Quoted text:
-- start --

Banks continue to rack up their fees, ranging from ones imposed for your checking account or for using an out-of-network ATM.

The fees can add up quickly and impact your budget, especially if you’re facing other debt like student loans and credit card debt.

The average overdraft fee is $33.36, according to Bankrate’s 2019 checking account and ATM fee study, that's higher than it was in 2018.

The cost of using out-of-network ATMs is increasing as well and many banks are charging about $5 each time, according to Bankrate’s survey.

Consumers can avoid paying all these unnecessary charges by following these seven tips.

7 Tips for Avoiding Unnecessary Bank Fees

1. Use an Online Bank

Since online banks do not have physical branches, they have less overhead and typically offer higher interest rates, no minimum balances or opening deposit minimums.

Use an online bank and shop competitively, said Daren Blonski, managing principal of Sonoma Wealth Advisors in Sonoma, California.

“Minimizing bank fees is an important step to planning one's finances,” he said. “Fees can undermine your ability to manage your finances effectively.”

2. Negotiate With Your Bank

Financial institutions are masters at 'embedding' fees so consumers don't see them and realize how much they are shelling out each month, Blonski said. Force yourself to review statements monthly and check for sneaky fees, he said.

“When you see them, ask that your institution reverse them,” Blonski said. “Most of the time they will reverse your fees if you ask.”

If you accidentally overdrafted, call your bank to ask for these fees to be removed if you have not done this frequently.

3. Skip ATM Fees

Some ATM machines charge as much as $4 or $5 per transaction, but the best way to avoid paying to access your own money is to use an in-network machine to withdraw funds, said Bruce McClary, spokesperson for the National Foundation for Credit Counseling, a Washington, D.C.-based non-profit organization.

“This may be challenging when you’re traveling,” he said.

Check with your bank or credit union to see if they have special arrangements with other ATM networks to save you money on transaction fees while traveling. Some credit unions, for example, are linked by a network of Co-Op Shared Branches that offers nearly 30,000 surcharge-free ATMs throughout the country.

Use the cashback option when you make purchases at retailers such as Target, (TGT) - Get Report Trader Joe or Costco (COST) - Get Report. The retailers do not charge a fee and you can get some cash while skipping another errand.

Some banks refund ATM charges from non-network banks.

“We rebate up to $25 per statement of fees charged to them by other banks when they use our bank's debit card for domestic withdrawals,” said Lou DeCesare, president and COO of Philadelphia-based Hyperion Bank. "We think this makes it easier for customers to bank with us wherever they live or work."

4. Avoid Overdraft Fees

Most checking and savings accounts will offer some level of overdraft protection as an optional benefit, which is sold as a service to allow account holders to avoid declined transactions when they overdraw, McClary said.

-- end --

Records supplied:
-- start --

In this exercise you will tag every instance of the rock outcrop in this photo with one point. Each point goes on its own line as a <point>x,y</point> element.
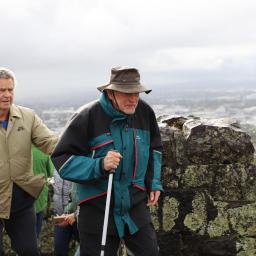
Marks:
<point>209,177</point>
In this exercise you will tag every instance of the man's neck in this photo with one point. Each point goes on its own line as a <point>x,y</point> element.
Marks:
<point>4,114</point>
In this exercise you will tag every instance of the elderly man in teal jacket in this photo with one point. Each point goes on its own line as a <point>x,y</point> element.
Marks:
<point>120,132</point>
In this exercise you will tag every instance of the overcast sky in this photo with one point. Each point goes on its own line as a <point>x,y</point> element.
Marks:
<point>69,46</point>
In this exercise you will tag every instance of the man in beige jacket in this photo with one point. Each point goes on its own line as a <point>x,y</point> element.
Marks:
<point>19,128</point>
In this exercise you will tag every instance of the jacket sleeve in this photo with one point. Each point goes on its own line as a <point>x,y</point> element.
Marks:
<point>70,156</point>
<point>153,175</point>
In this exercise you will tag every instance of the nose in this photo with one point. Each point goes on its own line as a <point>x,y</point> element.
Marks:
<point>7,93</point>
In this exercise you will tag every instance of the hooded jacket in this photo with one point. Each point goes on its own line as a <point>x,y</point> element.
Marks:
<point>93,131</point>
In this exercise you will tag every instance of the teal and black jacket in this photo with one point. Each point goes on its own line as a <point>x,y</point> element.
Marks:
<point>94,130</point>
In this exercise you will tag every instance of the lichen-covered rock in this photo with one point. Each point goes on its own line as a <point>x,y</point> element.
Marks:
<point>216,141</point>
<point>209,177</point>
<point>208,141</point>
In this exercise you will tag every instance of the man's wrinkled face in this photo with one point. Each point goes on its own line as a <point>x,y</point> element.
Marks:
<point>124,102</point>
<point>6,94</point>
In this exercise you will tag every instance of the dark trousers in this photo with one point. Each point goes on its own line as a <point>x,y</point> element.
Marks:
<point>62,238</point>
<point>144,242</point>
<point>21,228</point>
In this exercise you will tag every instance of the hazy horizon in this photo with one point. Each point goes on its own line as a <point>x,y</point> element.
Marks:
<point>60,48</point>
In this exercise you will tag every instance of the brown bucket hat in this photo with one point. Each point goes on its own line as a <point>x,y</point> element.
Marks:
<point>124,79</point>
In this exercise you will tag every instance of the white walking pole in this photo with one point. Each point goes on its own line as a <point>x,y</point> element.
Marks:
<point>105,225</point>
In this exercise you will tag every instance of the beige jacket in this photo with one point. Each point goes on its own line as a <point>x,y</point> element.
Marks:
<point>24,128</point>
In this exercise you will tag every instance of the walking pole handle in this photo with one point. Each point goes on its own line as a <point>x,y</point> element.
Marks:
<point>106,215</point>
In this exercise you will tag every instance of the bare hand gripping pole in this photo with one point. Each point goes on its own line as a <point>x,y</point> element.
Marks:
<point>106,215</point>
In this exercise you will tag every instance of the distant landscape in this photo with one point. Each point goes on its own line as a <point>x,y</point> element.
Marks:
<point>236,103</point>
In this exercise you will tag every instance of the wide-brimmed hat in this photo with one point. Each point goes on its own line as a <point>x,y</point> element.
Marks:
<point>124,79</point>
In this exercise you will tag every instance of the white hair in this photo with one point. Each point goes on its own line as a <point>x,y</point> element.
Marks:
<point>6,73</point>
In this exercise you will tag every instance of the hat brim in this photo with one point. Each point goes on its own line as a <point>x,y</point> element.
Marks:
<point>129,88</point>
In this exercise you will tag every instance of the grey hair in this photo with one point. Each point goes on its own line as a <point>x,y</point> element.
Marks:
<point>7,74</point>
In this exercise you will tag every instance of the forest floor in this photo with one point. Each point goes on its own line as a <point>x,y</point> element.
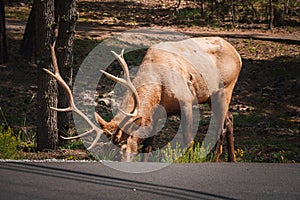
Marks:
<point>265,104</point>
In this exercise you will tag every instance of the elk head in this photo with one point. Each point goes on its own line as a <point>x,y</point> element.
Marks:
<point>113,129</point>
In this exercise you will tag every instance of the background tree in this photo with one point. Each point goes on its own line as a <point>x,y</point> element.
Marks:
<point>62,17</point>
<point>47,137</point>
<point>66,17</point>
<point>3,44</point>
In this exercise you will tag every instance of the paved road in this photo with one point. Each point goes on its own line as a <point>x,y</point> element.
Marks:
<point>93,180</point>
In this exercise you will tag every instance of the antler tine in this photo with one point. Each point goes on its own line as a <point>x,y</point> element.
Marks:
<point>72,107</point>
<point>126,82</point>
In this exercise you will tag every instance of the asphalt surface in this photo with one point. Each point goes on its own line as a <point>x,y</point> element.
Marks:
<point>94,180</point>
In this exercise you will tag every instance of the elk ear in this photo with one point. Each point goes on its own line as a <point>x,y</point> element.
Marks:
<point>100,120</point>
<point>135,125</point>
<point>138,121</point>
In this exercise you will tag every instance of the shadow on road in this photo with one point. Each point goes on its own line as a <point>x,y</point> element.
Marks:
<point>114,182</point>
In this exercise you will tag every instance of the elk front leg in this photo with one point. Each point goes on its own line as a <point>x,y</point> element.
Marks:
<point>130,149</point>
<point>229,137</point>
<point>187,123</point>
<point>228,133</point>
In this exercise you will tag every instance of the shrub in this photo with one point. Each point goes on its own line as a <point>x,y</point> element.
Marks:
<point>8,143</point>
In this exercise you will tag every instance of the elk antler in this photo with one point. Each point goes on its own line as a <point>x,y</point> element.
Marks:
<point>126,82</point>
<point>72,106</point>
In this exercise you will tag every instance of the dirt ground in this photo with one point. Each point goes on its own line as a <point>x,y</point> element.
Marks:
<point>265,104</point>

-- end --

What the task asks:
Extend the bank fees article, picking up after its last sentence about overdraft protection. The data is separate from the bank fees article.

Exercise answer:
“The downside to that is the fee, which might cost as much as $35 or $40 per transaction,” he said.

An alternative to overdraft protection may involve automatically moving funds from another account to cover the overage, but there might still be a fee for the transaction, McClary said.

“The best way to avoid paying any fee would be to set up an automatic reminder to alert you when your balance gets too low.”

Overdraft fees can really cost you - Bankrate’s annual banking fee study found that the average overdraft fee has risen to above $33.

“Ideally, one has an emergency savings account and is using mobile applications and alerts to be aware when an account balance is at risk of going to zero or below,” said Mark Hamrick, senior economic analyst at Bankrate, a New York-based financial data company. “By moving some savings into a checking account, you are lending yourself the funds, as opposed to being hit by an overdraft charge or the potential costs associated with an overdraft line of credit.”

5. Skip Maintenance Fees

Some checking and savings accounts include a monthly fee just for keeping the accounts open and these charges can range between $5 and $30, which could wipe out any interest earned on your account, McClary said.

“One way around maintenance fees is to maintain a balance above a certain threshold or to use other services provided by the bank or credit union, such as online bill paying or linking accounts,” he said.

6. Avoid Minimum Daily Balances

Many banks require consumers to maintain a minimum daily balance or they impose a monthly fee. Some banks will waive the fee if you receive direct deposit from your employer.

Shop around and consider opening an account with an online-only bank to eliminate this headache.

7. Look for Banks That Don't Charge Foreign Transaction Fees

Look for banks that do not charge an additional transaction fee when you travel outside the U.S. and use your debit card to make purchases or ATM withdrawals.

8. Skip the Paper Statements

Banks also charge fees to send you a paper statement. The idea of paying extra to view a paper statement may have seemed strange 10 or 15 years ago, but today this charge is increasingly common, said Urjit Patel, executive vice president of consumer banking at Axiom Bank in Maitland, Florida. Expect to pay $2 to $5 a month to receive a paper bank statement.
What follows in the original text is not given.